START Reading text

The Lebanese Center for Human Rights (CLDH) is a local non-profit, non-partisan Lebanese human rights organization in Beirut that was established by the Franco-Lebanese Movement SOLIDA (Support for Lebanese Detained Arbitrarily) in 2006. SOLIDA has been active since 1996 in the struggle against arbitrary detention, enforced disappearance and the impunity of those perpetrating gross human violations.

Search This Blog

March 7, 2012

The Daily Star - Aid workers ready for refugee increase, March 7, 2012


By Stephen Dockery

BEIRUT: Aid organizations have prepared to receive thousands of Syrian refugees in the wake of last weekend’s violence in Homs, but it’s unclear exactly how many refugees have entered Lebanon.
Aid workers operating in the north and east of the country say they have only seen a slight increase in the number of people looking for help, compared to the reports that said several thousand refugees entered Lebanon.
Helmi Mekaoui, from Medecins Sans Frontières, said his office in the Bekaa village of Arsal reports that 35 families sought aid last weekend.
“We haven’t seen something tremendous, like thousands and thousands,” Mekaoui said.
Medecins Sans Frontieres and other leading aid organizations operating in the country say they are in the process of procuring housing and bringing in more supplies in case a major influx does materialize.
On Sunday, politicians and aid workers reported that up to 2,000 Syrian refugees entered Lebanon, fleeing the siege in Homs as the Syrian government cracks down on a yearlong uprising in the country.

END Reading text
START Study material

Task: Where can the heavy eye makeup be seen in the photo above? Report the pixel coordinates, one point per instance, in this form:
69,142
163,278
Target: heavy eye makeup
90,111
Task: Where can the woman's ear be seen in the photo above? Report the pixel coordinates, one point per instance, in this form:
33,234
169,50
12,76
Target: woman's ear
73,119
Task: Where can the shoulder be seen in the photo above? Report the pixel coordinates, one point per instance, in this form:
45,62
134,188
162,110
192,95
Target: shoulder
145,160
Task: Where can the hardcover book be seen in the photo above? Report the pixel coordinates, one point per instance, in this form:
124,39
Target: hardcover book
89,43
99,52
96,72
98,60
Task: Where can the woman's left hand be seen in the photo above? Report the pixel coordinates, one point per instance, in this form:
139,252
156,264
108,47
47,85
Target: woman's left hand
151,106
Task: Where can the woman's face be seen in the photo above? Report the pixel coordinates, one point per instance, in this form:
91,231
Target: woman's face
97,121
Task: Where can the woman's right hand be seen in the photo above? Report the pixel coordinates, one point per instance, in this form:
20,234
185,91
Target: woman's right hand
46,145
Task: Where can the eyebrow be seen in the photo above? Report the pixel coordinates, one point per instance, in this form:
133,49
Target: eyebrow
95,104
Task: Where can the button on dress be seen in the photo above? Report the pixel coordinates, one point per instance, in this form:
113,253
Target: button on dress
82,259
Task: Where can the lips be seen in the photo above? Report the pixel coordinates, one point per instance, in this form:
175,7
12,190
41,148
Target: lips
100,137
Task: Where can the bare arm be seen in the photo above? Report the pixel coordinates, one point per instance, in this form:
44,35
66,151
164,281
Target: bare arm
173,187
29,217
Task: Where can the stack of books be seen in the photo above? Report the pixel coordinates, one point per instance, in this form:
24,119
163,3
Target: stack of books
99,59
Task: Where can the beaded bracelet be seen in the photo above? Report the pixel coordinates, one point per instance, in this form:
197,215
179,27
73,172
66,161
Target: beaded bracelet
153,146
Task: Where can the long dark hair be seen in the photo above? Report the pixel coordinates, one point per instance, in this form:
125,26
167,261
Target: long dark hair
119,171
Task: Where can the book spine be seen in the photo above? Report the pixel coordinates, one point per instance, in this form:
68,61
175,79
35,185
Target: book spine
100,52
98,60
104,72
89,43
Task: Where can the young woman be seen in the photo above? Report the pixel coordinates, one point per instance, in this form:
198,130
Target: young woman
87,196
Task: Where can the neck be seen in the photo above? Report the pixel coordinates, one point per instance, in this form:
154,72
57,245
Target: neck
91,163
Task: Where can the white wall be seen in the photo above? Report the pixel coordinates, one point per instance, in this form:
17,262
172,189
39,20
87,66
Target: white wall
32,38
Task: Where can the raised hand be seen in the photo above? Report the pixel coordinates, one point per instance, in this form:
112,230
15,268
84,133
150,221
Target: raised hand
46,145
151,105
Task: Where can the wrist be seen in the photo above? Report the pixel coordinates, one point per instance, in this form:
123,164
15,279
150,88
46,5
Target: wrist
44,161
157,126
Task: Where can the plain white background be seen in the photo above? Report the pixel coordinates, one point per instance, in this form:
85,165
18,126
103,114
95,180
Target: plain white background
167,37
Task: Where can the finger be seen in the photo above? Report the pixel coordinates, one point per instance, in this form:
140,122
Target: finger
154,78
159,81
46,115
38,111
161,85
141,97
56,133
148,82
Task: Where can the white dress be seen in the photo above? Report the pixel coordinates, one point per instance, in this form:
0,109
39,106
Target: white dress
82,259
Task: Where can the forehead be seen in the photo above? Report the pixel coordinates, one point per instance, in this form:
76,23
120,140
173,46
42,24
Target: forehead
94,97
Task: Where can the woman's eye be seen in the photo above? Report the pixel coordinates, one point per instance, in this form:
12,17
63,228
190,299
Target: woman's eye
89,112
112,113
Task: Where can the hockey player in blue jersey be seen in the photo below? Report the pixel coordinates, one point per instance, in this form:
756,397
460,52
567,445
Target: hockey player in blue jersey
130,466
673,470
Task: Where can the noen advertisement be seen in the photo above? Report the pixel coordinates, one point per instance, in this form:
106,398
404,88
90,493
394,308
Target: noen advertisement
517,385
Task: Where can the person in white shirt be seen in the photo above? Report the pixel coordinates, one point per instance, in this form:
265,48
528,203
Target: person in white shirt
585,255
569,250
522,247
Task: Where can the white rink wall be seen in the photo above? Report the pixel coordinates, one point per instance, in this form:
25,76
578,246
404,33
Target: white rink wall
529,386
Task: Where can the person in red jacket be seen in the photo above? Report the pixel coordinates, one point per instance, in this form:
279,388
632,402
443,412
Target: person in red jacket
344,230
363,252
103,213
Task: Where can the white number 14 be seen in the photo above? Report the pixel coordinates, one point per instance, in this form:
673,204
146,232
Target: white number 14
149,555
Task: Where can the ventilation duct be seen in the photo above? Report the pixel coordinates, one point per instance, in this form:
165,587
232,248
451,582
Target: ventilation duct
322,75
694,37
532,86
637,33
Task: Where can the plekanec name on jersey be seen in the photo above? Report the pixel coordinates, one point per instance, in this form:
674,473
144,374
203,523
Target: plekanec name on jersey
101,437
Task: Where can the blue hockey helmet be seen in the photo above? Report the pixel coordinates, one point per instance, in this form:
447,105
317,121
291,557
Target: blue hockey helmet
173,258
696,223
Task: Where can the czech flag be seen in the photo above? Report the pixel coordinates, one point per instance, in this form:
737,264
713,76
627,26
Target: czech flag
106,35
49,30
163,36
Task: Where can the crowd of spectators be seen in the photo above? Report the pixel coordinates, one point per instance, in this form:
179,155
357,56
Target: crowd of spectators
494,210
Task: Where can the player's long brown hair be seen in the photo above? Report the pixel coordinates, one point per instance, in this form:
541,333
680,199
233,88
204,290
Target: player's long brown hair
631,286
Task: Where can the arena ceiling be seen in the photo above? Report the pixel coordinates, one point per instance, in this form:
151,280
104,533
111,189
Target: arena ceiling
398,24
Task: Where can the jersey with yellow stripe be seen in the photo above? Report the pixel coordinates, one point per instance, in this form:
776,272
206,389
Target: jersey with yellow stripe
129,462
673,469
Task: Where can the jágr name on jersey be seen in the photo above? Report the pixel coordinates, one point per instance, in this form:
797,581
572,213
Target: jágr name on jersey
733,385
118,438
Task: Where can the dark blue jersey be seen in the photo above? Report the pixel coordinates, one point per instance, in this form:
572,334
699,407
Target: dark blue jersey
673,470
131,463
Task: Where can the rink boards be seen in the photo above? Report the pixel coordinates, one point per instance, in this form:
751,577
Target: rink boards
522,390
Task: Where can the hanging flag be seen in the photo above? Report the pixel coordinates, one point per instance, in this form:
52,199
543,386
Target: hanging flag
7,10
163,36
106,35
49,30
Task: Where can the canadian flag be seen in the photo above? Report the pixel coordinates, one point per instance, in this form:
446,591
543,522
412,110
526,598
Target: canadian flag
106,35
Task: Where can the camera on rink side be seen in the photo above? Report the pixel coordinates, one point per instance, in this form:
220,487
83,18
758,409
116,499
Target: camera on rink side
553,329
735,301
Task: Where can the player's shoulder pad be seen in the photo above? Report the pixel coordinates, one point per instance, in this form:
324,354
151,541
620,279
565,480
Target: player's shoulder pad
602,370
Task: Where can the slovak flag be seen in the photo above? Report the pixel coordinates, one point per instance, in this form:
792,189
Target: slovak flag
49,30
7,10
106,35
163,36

END Study material

### Assigned task
According to the article about aid workers and Syrian refugees, how many families sought aid at the Medecins Sans Frontières office in Arsal last weekend?

### Problem solution
35 families.